* WORK INSTRUCTIONS
Find each line in the rows below that contains the word "every", and copy those lines out. Case counts.

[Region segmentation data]
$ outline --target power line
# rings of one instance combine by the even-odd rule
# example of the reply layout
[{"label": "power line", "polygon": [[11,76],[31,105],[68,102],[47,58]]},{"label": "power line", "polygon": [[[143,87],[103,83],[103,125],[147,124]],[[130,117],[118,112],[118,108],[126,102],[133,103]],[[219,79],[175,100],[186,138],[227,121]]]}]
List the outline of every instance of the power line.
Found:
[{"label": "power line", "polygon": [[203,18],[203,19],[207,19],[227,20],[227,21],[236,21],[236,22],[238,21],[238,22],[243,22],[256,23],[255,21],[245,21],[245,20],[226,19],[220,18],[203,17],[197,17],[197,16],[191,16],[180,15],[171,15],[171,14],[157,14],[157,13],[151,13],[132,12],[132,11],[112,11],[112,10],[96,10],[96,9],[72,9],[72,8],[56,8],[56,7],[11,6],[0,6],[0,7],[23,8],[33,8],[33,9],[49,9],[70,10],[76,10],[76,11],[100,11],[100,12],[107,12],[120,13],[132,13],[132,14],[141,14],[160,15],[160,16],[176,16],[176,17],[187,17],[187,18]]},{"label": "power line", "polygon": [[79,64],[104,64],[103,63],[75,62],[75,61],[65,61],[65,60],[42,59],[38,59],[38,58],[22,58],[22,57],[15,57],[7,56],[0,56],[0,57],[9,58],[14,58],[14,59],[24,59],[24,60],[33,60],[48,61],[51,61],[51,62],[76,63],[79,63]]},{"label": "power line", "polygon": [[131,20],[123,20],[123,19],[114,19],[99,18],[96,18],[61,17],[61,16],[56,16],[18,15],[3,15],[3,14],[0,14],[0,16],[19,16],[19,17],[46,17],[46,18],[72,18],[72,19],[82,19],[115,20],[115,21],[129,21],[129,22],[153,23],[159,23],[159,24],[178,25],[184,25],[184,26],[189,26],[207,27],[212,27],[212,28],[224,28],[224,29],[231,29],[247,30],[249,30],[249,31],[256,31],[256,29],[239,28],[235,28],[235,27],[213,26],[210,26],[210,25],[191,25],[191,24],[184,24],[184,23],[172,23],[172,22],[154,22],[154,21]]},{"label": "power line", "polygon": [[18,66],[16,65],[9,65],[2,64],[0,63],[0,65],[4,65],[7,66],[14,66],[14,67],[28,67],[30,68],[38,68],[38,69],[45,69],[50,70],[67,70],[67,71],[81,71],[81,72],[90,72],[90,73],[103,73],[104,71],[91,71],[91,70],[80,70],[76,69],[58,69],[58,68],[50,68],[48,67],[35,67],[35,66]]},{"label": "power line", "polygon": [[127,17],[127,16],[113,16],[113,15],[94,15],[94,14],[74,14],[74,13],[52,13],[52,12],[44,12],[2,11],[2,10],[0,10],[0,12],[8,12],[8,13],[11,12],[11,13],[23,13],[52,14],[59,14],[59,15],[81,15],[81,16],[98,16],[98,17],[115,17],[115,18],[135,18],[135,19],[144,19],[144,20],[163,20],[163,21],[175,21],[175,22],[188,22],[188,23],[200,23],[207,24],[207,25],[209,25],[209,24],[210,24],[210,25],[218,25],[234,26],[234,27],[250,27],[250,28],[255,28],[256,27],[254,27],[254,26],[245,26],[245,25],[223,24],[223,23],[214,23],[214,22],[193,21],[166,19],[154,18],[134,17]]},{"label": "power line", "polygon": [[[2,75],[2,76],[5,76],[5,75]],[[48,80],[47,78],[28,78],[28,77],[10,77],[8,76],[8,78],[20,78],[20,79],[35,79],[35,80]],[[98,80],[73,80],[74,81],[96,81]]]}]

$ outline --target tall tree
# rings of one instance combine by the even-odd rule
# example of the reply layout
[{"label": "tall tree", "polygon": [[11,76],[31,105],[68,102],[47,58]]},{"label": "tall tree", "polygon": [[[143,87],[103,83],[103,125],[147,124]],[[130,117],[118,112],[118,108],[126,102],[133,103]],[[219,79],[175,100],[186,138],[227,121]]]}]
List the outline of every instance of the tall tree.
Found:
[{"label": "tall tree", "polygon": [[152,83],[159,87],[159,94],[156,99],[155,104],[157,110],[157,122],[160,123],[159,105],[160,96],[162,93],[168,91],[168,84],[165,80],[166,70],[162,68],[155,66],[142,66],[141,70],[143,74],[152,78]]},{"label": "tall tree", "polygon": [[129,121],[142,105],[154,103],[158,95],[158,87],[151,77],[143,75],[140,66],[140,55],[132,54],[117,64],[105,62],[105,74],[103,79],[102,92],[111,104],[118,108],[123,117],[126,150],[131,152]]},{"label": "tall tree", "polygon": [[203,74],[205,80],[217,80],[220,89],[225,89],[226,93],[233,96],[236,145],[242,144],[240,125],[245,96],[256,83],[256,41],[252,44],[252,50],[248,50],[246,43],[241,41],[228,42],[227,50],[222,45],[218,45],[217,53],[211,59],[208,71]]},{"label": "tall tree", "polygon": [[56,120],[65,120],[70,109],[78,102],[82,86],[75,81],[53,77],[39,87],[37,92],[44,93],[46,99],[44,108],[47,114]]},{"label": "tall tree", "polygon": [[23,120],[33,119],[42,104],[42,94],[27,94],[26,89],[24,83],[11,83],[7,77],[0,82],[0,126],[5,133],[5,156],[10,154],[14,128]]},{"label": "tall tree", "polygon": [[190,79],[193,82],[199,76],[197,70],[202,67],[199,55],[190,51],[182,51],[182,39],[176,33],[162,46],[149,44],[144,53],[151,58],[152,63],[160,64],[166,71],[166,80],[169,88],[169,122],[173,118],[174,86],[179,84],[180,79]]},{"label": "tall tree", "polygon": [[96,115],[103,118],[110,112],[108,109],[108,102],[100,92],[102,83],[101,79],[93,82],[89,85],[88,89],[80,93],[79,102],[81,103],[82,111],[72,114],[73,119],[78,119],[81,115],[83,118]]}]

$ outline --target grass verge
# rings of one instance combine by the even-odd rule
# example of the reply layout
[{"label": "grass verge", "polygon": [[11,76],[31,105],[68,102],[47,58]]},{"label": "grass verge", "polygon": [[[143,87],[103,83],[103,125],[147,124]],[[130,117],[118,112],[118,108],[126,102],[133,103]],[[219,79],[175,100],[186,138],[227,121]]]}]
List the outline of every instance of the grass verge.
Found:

...

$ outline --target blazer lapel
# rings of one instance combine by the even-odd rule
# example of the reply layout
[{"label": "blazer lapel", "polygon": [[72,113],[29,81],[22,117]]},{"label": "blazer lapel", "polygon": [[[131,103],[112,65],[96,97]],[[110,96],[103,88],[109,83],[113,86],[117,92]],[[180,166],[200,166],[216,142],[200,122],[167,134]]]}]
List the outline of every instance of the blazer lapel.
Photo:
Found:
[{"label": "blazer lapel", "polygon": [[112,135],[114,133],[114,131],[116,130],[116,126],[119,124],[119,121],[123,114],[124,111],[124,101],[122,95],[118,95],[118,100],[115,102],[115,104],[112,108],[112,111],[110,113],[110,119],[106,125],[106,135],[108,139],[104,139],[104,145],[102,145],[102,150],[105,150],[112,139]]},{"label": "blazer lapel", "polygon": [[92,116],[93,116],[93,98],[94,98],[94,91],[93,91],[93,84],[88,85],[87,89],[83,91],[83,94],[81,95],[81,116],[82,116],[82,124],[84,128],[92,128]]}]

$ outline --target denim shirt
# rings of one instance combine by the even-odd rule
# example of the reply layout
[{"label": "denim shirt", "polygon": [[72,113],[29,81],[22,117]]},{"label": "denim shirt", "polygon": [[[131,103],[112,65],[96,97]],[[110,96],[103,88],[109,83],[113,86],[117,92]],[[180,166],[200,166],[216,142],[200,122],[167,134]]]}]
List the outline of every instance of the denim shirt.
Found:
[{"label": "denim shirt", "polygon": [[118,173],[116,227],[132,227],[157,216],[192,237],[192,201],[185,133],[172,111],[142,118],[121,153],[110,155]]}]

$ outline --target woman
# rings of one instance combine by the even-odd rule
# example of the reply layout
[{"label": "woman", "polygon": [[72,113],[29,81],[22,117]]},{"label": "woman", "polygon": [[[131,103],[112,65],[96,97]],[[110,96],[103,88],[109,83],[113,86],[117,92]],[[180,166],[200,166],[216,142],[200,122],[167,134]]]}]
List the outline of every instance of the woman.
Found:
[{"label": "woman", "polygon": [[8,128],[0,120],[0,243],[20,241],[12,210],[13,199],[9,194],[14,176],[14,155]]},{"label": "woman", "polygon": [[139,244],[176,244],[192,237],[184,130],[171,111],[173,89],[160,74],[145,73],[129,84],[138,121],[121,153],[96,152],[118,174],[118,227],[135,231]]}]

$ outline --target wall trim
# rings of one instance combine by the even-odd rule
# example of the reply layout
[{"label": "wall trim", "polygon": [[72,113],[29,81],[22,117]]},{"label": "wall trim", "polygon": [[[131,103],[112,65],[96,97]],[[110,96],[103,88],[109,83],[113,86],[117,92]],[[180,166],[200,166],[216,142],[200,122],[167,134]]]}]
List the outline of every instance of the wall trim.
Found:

* RESULT BELOW
List the outline of every instance of the power line.
List the outline of every instance of the tall tree.
List the outline of every instance of the grass verge.
List the outline of every instance of the blazer lapel.
List the outline of every instance of the denim shirt.
List the outline of every instance of the woman.
List the outline of every instance of the wall trim.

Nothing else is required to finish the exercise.